# Kaynak Metin
╔══
Ağrı Yetersiz Uykuya Yol Açıyor

Kişinin kendisini gün içinde uyanık ve zinde hissetmesine engel olan ve toplumun %30’unu etkileyen uyku problemlerinin yaşam tarzı veya tıbbi kaynaklı çok çeşitli sebepleri olabiliyor. Yaşam tarzından kaynaklanan uyku sorunları, alışkanlıkların değiştirilmesiyle kolayca çözülebilirken fibromiyalji ve nöropatik Ağrı hastalarının yaşadığı uyku bozukluklarının özel olarak değerlendirilmesi gerekiyor.

Tıbbi sebepler fibromiyalji ve nöropatik Ağrı gibi çeşitli ağrılar, uyku apnesi veya huzursuz bacak sendromu gibi onlarca farklı klinik durum olabilirken, yaşam tarzından kaynaklanan sebeplere örnek olarak stres, anksiyete, depresyon, fazla kahve ya da alkol tüketimi verilebilir.
╚══
# Görev Tanımı
Uyku sorunlarını anlatan metinde "Ağrı Yetersiz Uykuya" ile başlayıp "alkol tüketimi verilebilir." sözlerine kadar uzanan bölümü hiç değiştirmeden yazın.

(Kayıtlı veri girdileri)
╔══
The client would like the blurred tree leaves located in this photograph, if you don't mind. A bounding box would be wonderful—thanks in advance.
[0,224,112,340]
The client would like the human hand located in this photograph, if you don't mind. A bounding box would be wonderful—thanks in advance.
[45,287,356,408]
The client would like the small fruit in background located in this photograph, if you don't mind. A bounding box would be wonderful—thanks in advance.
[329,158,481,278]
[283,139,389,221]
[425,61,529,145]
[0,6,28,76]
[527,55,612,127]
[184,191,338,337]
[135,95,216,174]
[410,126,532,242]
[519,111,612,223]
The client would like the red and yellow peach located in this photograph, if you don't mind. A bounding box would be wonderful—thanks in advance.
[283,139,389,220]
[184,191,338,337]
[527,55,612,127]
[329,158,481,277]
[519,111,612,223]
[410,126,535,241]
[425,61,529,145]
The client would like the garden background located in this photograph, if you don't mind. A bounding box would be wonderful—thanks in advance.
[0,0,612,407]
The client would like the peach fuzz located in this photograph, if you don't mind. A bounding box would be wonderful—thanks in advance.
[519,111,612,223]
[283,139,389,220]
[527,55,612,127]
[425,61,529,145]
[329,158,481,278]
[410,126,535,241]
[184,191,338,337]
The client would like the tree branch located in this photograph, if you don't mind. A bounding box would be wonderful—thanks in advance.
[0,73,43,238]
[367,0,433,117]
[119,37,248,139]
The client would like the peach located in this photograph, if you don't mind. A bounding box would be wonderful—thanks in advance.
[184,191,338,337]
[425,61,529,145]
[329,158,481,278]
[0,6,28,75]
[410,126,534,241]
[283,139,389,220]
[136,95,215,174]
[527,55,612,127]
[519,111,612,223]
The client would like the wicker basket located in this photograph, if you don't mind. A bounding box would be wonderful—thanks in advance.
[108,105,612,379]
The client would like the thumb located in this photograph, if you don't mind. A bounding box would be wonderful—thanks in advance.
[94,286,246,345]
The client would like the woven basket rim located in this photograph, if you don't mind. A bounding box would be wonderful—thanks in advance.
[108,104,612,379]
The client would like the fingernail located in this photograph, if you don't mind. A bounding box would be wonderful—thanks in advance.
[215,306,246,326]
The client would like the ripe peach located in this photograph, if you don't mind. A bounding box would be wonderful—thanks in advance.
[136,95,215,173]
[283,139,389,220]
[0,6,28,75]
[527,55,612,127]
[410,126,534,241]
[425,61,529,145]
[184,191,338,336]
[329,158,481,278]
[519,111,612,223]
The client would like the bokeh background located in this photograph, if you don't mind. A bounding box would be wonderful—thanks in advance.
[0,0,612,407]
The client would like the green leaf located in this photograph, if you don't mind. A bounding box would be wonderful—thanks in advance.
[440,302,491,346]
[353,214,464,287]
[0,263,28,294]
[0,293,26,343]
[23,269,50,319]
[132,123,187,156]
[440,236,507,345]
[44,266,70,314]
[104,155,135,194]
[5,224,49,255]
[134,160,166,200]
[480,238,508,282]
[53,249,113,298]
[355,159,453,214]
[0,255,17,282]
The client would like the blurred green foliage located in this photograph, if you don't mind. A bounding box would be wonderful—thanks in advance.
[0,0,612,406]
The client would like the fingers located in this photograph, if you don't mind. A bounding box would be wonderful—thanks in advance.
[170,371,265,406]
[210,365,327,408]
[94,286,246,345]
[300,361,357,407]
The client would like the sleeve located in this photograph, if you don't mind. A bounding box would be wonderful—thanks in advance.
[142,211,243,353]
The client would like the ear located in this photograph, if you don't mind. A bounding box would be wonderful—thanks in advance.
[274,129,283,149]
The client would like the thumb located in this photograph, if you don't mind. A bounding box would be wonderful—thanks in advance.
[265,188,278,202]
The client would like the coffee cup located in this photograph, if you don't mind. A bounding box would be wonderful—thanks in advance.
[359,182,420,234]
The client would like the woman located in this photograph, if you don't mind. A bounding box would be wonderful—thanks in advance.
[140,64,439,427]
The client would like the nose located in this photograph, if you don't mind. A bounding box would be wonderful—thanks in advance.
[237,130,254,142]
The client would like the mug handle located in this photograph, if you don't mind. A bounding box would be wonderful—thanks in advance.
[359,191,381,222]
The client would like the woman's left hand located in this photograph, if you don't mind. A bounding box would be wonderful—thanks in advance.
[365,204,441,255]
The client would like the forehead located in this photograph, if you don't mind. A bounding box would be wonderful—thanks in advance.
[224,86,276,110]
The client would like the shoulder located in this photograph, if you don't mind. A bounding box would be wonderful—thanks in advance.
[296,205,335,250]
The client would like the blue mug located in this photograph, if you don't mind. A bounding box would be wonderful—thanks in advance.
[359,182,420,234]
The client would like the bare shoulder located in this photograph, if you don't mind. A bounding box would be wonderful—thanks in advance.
╚══
# Çözümlü Cevap
Ağrı Yetersiz Uykuya Yol Açıyor

Kişinin kendisini gün içinde uyanık ve zinde hissetmesine engel olan ve toplumun %30’unu etkileyen uyku problemlerinin yaşam tarzı veya tıbbi kaynaklı çok çeşitli sebepleri olabiliyor. Yaşam tarzından kaynaklanan uyku sorunları, alışkanlıkların değiştirilmesiyle kolayca çözülebilirken fibromiyalji ve nöropatik Ağrı hastalarının yaşadığı uyku bozukluklarının özel olarak değerlendirilmesi gerekiyor.

Tıbbi sebepler fibromiyalji ve nöropatik Ağrı gibi çeşitli ağrılar, uyku apnesi veya huzursuz bacak sendromu gibi onlarca farklı klinik durum olabilirken, yaşam tarzından kaynaklanan sebeplere örnek olarak stres, anksiyete, depresyon, fazla kahve ya da alkol tüketimi verilebilir.